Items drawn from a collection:

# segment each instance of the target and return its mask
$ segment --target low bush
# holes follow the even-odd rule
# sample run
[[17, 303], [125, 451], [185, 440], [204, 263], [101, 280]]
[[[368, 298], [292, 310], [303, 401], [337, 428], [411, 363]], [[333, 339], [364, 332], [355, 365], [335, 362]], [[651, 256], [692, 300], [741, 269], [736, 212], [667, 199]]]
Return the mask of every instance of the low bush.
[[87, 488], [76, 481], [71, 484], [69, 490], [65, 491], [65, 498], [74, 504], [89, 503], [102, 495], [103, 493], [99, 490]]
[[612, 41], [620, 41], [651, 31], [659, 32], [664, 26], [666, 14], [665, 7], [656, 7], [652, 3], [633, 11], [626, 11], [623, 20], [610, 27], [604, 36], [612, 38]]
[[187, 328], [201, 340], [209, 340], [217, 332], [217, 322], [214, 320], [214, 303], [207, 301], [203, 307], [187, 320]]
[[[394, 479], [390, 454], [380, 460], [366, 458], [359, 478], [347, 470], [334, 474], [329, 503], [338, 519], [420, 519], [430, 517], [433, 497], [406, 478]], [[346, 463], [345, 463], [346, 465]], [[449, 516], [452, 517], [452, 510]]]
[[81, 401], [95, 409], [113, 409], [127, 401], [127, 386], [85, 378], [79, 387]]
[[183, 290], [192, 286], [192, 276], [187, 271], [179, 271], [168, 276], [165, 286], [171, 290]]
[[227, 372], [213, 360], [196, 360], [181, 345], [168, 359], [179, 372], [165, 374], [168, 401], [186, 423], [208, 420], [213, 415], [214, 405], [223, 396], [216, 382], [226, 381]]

TO BE DONE: Rewrite all the items above, switching every "low bush" to "small shrub" and leaving the rest as it is.

WRITTEN ANSWER:
# segment each instance of the target and return its mask
$ segment --target small shrub
# holes follow the even-odd rule
# sample run
[[17, 303], [125, 451], [185, 440], [204, 263], [101, 280]]
[[[368, 298], [292, 310], [303, 401], [337, 428], [411, 363]], [[333, 339], [364, 332], [355, 365], [335, 362]], [[651, 256], [692, 300], [741, 269], [736, 212], [667, 199]]]
Return the mask of every instance of the small shrub.
[[87, 488], [76, 481], [71, 484], [69, 490], [65, 491], [65, 498], [74, 504], [89, 503], [102, 495], [103, 493], [99, 490]]
[[612, 41], [620, 41], [651, 31], [659, 32], [664, 26], [666, 14], [665, 7], [656, 7], [652, 3], [633, 11], [626, 11], [623, 20], [610, 27], [604, 36], [612, 38]]
[[187, 328], [201, 340], [209, 340], [217, 332], [217, 322], [214, 320], [214, 303], [207, 301], [203, 307], [187, 320]]
[[[394, 479], [390, 454], [380, 460], [366, 458], [359, 478], [347, 470], [334, 474], [329, 503], [338, 519], [420, 519], [430, 517], [433, 497], [406, 478]], [[346, 463], [345, 463], [346, 465]], [[449, 516], [452, 517], [452, 510]]]
[[81, 401], [95, 409], [113, 409], [127, 401], [127, 386], [85, 378], [79, 387]]
[[183, 290], [192, 286], [192, 276], [187, 271], [179, 271], [168, 276], [165, 286], [171, 290]]
[[227, 372], [213, 360], [196, 360], [181, 345], [168, 359], [179, 372], [165, 374], [168, 401], [186, 423], [208, 420], [213, 415], [214, 405], [223, 396], [216, 382], [226, 381]]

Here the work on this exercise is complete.